(Records from a data source)
· · · ·

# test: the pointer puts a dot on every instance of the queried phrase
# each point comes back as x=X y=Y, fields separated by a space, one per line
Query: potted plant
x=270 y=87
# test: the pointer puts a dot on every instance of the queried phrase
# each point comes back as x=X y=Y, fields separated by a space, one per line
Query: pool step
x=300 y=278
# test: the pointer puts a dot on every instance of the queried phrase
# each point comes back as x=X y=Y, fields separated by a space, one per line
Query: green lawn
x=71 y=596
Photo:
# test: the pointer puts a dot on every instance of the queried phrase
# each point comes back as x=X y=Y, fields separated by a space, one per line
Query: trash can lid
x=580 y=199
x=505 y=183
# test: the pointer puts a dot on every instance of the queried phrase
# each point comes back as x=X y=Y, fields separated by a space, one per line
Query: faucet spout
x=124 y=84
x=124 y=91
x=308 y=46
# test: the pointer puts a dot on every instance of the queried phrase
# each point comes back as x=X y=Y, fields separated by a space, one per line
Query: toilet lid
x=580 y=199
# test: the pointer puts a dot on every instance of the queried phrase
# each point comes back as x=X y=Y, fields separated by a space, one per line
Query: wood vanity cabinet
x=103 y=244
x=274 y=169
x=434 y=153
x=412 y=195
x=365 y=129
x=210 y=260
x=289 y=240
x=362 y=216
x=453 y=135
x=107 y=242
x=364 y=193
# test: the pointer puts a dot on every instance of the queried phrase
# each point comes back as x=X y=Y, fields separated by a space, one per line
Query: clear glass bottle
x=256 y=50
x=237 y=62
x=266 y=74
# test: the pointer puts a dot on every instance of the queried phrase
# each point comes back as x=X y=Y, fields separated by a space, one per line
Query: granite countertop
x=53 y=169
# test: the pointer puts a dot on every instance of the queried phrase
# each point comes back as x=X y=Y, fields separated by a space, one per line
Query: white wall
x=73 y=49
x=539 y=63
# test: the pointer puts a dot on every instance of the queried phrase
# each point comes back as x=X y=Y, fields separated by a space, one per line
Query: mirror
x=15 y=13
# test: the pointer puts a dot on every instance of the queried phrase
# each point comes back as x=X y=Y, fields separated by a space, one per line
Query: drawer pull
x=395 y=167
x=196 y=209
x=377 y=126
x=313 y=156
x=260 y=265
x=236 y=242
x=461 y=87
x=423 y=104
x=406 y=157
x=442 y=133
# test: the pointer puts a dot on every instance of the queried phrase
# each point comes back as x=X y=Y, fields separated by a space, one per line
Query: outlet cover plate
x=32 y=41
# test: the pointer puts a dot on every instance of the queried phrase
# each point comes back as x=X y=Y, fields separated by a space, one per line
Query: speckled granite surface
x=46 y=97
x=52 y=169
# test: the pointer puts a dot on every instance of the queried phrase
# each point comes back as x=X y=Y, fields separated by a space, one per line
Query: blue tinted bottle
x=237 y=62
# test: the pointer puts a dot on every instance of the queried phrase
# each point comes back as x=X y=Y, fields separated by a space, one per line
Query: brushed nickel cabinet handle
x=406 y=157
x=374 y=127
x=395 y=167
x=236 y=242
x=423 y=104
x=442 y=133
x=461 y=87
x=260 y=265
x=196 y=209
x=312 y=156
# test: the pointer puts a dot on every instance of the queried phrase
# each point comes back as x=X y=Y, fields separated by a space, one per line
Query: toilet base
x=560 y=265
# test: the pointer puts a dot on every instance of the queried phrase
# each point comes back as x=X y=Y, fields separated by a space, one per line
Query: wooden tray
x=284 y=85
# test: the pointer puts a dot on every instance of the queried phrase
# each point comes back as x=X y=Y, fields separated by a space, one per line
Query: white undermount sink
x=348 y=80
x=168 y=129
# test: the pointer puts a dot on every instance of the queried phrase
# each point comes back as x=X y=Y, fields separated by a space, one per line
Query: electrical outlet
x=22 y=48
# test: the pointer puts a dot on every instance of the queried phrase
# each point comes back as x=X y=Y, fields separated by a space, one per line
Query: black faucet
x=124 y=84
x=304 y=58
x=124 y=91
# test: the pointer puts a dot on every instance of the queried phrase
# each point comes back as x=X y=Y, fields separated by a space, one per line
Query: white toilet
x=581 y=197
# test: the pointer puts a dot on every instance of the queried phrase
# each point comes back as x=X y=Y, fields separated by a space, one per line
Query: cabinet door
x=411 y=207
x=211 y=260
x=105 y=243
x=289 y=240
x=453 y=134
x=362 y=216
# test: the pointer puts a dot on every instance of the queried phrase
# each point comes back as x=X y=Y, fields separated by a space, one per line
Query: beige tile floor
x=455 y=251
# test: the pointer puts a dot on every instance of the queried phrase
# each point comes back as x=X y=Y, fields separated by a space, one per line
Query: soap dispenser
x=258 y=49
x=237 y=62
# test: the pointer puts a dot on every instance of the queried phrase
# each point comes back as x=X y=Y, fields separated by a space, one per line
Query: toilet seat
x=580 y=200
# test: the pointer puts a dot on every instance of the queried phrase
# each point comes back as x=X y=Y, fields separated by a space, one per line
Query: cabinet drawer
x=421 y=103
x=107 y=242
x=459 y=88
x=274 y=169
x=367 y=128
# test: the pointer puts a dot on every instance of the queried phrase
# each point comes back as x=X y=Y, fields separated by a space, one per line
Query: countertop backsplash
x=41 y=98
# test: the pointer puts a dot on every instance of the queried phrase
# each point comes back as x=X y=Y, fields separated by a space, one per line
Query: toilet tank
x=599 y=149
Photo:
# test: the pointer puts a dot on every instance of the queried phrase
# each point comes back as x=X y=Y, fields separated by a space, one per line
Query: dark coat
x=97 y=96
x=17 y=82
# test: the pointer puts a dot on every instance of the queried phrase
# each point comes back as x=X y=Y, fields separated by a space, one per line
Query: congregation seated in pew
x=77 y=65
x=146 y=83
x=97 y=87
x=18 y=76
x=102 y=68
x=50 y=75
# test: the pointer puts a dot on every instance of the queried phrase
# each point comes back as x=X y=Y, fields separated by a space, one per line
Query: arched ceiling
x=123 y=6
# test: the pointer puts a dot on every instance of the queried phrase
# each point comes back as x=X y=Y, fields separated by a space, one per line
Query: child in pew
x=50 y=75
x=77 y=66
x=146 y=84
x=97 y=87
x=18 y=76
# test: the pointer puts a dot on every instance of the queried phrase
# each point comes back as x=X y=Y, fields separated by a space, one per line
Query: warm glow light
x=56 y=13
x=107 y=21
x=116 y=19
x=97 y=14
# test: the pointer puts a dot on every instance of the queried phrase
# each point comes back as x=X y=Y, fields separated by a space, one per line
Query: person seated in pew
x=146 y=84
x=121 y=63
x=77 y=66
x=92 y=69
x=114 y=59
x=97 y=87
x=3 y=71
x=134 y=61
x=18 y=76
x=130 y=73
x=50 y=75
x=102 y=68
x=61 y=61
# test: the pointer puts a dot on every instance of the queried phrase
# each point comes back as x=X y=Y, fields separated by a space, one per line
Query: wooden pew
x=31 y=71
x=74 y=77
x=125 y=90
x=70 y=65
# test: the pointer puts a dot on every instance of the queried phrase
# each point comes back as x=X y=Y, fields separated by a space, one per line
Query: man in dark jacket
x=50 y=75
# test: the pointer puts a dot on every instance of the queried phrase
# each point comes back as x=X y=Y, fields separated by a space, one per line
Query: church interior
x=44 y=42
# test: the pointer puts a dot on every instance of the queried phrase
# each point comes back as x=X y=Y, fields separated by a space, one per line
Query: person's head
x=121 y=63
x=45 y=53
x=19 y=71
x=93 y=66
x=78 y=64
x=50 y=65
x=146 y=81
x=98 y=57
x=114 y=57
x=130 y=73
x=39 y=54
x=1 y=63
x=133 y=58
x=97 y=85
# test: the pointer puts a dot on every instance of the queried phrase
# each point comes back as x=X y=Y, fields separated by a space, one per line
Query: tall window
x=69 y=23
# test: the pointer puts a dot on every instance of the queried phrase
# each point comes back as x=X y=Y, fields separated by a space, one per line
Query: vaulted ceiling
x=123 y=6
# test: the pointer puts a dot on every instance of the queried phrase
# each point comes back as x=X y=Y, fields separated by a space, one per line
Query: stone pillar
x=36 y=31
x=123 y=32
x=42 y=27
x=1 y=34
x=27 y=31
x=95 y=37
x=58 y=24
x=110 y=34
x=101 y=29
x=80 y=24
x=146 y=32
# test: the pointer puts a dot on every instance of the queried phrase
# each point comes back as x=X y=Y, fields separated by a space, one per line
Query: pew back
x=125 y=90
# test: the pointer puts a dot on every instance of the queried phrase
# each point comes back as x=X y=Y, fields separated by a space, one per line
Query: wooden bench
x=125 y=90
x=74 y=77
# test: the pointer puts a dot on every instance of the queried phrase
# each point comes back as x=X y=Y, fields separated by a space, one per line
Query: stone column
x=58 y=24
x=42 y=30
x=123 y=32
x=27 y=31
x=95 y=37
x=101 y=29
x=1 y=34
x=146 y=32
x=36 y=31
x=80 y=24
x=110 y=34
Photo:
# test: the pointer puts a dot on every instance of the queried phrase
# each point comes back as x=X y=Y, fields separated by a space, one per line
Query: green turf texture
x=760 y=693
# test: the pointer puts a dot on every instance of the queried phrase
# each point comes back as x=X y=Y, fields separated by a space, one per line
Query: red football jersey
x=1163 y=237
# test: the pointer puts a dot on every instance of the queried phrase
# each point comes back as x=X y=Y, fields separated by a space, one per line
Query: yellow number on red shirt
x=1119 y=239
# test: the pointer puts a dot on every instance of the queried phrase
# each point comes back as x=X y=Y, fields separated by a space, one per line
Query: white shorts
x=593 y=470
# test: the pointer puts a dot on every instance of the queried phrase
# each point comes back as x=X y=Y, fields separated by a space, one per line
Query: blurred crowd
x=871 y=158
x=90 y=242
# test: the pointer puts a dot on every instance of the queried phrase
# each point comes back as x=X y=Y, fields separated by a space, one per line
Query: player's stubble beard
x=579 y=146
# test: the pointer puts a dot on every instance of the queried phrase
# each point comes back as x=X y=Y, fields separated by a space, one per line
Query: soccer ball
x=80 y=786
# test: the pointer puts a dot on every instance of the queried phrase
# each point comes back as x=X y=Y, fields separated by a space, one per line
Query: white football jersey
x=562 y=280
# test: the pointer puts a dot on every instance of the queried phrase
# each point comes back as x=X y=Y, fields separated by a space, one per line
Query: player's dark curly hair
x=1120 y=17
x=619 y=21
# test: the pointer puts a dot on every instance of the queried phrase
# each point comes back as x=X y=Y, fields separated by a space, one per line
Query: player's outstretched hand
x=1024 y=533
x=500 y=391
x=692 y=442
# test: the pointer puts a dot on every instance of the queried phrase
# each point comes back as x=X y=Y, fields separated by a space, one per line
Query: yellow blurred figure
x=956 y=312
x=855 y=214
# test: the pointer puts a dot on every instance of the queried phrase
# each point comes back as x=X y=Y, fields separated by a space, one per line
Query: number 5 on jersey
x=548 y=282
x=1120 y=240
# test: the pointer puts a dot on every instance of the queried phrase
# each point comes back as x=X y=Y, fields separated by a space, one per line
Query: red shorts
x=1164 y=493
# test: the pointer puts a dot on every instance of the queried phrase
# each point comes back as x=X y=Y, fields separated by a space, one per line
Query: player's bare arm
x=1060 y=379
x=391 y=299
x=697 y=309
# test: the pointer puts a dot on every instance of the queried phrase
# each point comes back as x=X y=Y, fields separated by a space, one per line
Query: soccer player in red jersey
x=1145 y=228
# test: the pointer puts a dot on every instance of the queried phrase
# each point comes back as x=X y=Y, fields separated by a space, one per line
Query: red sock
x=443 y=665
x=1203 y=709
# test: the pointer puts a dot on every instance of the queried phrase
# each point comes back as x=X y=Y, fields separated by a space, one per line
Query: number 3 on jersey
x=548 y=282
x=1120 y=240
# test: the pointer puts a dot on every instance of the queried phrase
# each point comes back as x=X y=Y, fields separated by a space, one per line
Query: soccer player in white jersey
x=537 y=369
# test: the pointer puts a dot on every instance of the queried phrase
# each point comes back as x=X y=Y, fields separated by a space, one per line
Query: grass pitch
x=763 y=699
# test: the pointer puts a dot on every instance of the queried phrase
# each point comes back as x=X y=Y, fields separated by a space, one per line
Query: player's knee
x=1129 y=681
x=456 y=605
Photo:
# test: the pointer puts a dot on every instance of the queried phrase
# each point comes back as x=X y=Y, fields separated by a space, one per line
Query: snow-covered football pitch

· · · ·

GOAL
Please count the lines in the records above that contain the string "bottle" and give only the number.

ANSWER TO THIS PROBLEM
2